- **EXERCISE DETAILS**
Gather each line below that contains the word "drop".

## Start WORKING DATA

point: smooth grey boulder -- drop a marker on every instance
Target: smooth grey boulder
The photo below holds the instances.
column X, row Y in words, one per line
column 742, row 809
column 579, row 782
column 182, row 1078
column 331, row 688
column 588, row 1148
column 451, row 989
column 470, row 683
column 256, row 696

## End WORKING DATA
## Start WORKING DATA

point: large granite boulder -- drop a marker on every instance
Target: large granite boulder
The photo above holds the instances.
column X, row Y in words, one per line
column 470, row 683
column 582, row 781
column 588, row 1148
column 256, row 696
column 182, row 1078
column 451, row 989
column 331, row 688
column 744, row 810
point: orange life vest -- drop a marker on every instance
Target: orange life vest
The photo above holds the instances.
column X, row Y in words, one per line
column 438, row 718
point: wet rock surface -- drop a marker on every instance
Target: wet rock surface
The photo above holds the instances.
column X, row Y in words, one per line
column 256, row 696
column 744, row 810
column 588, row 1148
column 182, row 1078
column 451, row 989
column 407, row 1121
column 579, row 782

## End WORKING DATA

- **RESPONSE**
point: smooth grey boulder -- drop a marker on every instance
point: large granite boulder -- drop a marker on every instance
point: orange life vest -- drop a marker on every instance
point: wet rock surface -- drop a marker on every instance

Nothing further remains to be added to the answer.